PROBLEM DESCRIPTION :: Render every entry exactly as it appears.

SUPPLIED RECORDS ::

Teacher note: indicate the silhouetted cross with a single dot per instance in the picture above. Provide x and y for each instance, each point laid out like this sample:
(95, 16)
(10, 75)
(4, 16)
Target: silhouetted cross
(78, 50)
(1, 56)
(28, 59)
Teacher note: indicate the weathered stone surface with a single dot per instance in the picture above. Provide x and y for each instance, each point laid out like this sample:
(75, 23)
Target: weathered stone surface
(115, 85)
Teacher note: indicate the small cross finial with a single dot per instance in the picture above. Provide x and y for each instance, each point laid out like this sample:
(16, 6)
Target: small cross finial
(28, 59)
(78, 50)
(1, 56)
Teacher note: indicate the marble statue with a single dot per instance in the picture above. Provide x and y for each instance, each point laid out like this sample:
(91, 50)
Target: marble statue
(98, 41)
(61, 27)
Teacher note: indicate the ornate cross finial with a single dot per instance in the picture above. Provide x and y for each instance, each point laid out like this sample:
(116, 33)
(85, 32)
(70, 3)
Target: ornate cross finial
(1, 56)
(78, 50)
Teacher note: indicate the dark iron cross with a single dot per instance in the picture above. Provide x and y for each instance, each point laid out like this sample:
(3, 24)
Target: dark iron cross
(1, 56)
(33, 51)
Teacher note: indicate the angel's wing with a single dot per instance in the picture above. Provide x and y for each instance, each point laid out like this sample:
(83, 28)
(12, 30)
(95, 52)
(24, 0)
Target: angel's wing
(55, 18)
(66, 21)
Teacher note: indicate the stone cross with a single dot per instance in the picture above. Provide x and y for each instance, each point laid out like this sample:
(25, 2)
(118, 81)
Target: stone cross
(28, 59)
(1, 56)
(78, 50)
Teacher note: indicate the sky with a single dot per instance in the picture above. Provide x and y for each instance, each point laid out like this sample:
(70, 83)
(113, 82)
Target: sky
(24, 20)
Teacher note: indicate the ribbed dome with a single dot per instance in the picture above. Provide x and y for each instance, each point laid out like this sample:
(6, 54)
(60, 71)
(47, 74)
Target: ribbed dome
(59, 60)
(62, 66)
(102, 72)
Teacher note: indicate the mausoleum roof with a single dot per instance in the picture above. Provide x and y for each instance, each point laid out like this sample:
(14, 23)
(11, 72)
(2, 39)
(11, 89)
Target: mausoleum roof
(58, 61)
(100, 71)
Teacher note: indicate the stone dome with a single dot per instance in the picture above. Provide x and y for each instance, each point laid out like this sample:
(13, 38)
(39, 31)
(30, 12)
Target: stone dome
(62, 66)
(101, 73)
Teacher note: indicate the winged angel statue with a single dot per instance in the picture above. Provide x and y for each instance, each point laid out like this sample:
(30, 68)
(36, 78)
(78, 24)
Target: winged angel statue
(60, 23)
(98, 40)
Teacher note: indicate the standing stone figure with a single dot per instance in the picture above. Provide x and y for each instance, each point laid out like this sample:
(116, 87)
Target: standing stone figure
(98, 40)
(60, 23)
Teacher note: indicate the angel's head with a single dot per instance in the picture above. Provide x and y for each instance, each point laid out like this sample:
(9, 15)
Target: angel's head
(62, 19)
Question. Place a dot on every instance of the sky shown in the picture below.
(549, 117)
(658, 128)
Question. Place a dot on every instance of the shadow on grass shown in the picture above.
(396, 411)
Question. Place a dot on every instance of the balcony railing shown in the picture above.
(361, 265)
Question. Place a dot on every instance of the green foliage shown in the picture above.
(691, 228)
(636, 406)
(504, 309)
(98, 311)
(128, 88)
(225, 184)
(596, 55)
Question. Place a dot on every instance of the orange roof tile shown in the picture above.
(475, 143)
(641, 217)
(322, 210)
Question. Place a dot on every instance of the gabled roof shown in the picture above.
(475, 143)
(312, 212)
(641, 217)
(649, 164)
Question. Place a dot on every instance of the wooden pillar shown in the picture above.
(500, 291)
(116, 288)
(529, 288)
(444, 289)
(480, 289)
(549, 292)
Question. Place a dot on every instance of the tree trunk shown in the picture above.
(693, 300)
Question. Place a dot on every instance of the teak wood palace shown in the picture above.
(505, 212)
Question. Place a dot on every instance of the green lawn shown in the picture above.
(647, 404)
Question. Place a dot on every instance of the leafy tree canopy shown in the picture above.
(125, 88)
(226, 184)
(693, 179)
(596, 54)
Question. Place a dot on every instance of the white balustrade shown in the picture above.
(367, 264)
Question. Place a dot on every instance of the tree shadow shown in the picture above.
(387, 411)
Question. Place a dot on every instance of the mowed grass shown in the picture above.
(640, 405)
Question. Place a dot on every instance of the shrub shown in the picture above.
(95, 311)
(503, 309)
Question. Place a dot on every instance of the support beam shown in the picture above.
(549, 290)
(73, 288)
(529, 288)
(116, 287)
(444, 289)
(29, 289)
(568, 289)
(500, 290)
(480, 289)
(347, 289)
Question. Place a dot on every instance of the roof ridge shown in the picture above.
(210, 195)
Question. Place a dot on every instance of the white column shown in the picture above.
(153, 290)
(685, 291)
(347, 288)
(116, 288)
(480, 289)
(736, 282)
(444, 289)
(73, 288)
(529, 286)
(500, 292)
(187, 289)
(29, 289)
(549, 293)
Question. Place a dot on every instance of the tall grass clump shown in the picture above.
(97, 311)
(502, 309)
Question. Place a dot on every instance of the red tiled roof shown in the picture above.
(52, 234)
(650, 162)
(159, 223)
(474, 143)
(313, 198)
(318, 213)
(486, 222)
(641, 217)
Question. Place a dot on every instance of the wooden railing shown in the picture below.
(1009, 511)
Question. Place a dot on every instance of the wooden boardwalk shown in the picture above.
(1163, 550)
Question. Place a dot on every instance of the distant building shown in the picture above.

WRITTEN ANSWER ::
Teacher note: indicate the silhouetted cross with a single dot per instance in the picture above. Provide x and y for each instance, each point laid out like this sample:
(95, 16)
(10, 75)
(4, 16)
Target: silhouetted cross
(78, 50)
(1, 56)
(28, 59)
Teacher note: indicate the weathered stone surface with a single dot per instance in the picture above. Provide x and y for each instance, each point laid out like this sample:
(75, 23)
Target: weathered stone surface
(115, 85)
Teacher note: indicate the small cross finial with a single dot per instance in the picture above. Provide x and y for each instance, each point laid out like this sample:
(16, 6)
Target: small cross finial
(28, 59)
(78, 50)
(1, 56)
Teacher note: indicate the marble statue with a single dot per instance in the picture above. Provide x and y for each instance, each point laid out like this sample:
(91, 50)
Target: marble statue
(98, 41)
(61, 27)
Teacher note: indicate the ornate cross finial with a single dot per instance in the picture above. Provide x and y for each instance, each point laid out like this sample:
(116, 33)
(85, 32)
(70, 3)
Target: ornate cross finial
(1, 56)
(78, 50)
Teacher note: indicate the dark iron cross with a single dot per instance in the picture above. Provide x and y for each instance, each point laid out like this sample:
(3, 24)
Target: dark iron cross
(1, 56)
(33, 51)
Teacher note: indicate the angel's wing with a single dot per instance in the picture above. Provide x and y for each instance, each point laid out like this sample:
(83, 28)
(12, 30)
(95, 52)
(24, 0)
Target: angel's wing
(55, 18)
(66, 21)
Teacher note: indicate the stone cross with a single dot per instance in the picture above. Provide x and y for each instance, each point laid out like this sample:
(25, 2)
(118, 81)
Target: stone cross
(28, 59)
(1, 56)
(78, 50)
Teacher note: indicate the sky with a single dot per instance in the picture above. Provide x and y for each instance, each point laid out like this sample:
(70, 83)
(113, 82)
Target: sky
(24, 20)
Teacher note: indicate the ribbed dome with a single dot per instance in the picture above. Provide x and y for each instance, each point laid out like this sample:
(6, 54)
(60, 71)
(47, 74)
Target: ribbed dome
(59, 60)
(62, 66)
(102, 72)
Teacher note: indicate the mausoleum roof with a single dot per instance in the picture above. Provide x and y for each instance, each point laid out like this sample:
(14, 23)
(11, 72)
(2, 39)
(11, 89)
Target: mausoleum roof
(58, 61)
(100, 71)
Teacher note: indicate the stone dome with a single dot per instance in the picture above. Provide x and y for each instance, each point laid out like this sample:
(13, 38)
(39, 31)
(30, 12)
Target: stone dome
(62, 66)
(101, 73)
Teacher note: indicate the winged angel statue with a single dot per instance in the picture above. Provide x and y for each instance, each point laid out like this sample:
(30, 68)
(36, 78)
(78, 24)
Target: winged angel statue
(60, 23)
(98, 40)
Teacher note: indicate the standing stone figure with a single dot per instance in the picture above. Provide x and y for each instance, each point laid out like this sample:
(116, 87)
Target: standing stone figure
(98, 40)
(60, 23)
Teacher note: indicate the angel's head with a single dot per instance in the picture above. Provide x and y for each instance, each point laid out like this sample:
(9, 15)
Target: angel's head
(62, 19)
Question. Place a dot on every instance of the sky shown in the picture below.
(549, 117)
(658, 128)
Question. Place a dot on every instance of the shadow on grass shown in the picture above.
(396, 411)
Question. Place a dot on every instance of the balcony railing shown in the picture above.
(361, 265)
Question. Place a dot on every instance of the green foliage shown in the picture above.
(691, 228)
(636, 406)
(504, 309)
(98, 311)
(128, 88)
(225, 184)
(596, 55)
Question. Place a dot on every instance of the orange roof tile shown in the picture above.
(475, 143)
(641, 217)
(322, 210)
Question. Place a dot on every instance of the gabled roof shown in the picture above.
(475, 143)
(312, 212)
(641, 217)
(649, 164)
Question. Place a dot on every instance of the wooden pillar shown in the picture above.
(500, 291)
(116, 288)
(529, 288)
(444, 289)
(480, 289)
(549, 292)
Question. Place a dot on every instance of the tree trunk shown in the picture above.
(693, 300)
Question. Place a dot on every instance of the teak wood palace shown in the picture above.
(505, 212)
Question. Place a dot on every instance of the green lawn shown in the picture above.
(647, 404)
Question. Place a dot on every instance of the leafy tree canopy shown in the picture above.
(125, 88)
(226, 184)
(693, 179)
(596, 54)
Question. Place a dot on every instance of the white balustrade shown in the picture above.
(367, 264)
Question. Place a dot on every instance of the tree shadow shown in the picture above.
(387, 411)
Question. Place a dot on every instance of the mowed grass shown in the picture above.
(640, 405)
Question. Place a dot on every instance of the shrub shown in the picture above.
(95, 311)
(503, 309)
Question. Place a dot on every instance of the support beam shown in the picture above.
(549, 290)
(73, 288)
(529, 288)
(116, 287)
(444, 289)
(29, 289)
(568, 289)
(500, 290)
(480, 289)
(347, 289)
Question. Place a dot on every instance of the roof ridge shown in the picture above.
(210, 195)
Question. Place a dot on every instance of the white column shown in the picture above.
(153, 290)
(685, 291)
(347, 288)
(116, 288)
(480, 289)
(736, 282)
(444, 289)
(73, 288)
(529, 286)
(500, 292)
(187, 289)
(29, 289)
(549, 293)
Question. Place a dot on every instance of the tall grass clump shown in the picture above.
(97, 311)
(502, 309)
Question. Place a dot on every instance of the red tiled roof shown in the picture above.
(52, 234)
(650, 162)
(159, 223)
(474, 143)
(313, 198)
(318, 213)
(486, 222)
(641, 217)
Question. Place a dot on every instance of the wooden railing shown in the picture below.
(1009, 511)
Question. Place a dot on every instance of the wooden boardwalk shown in the picture above.
(1163, 550)
Question. Place a dot on every instance of the distant building shown in the picture above.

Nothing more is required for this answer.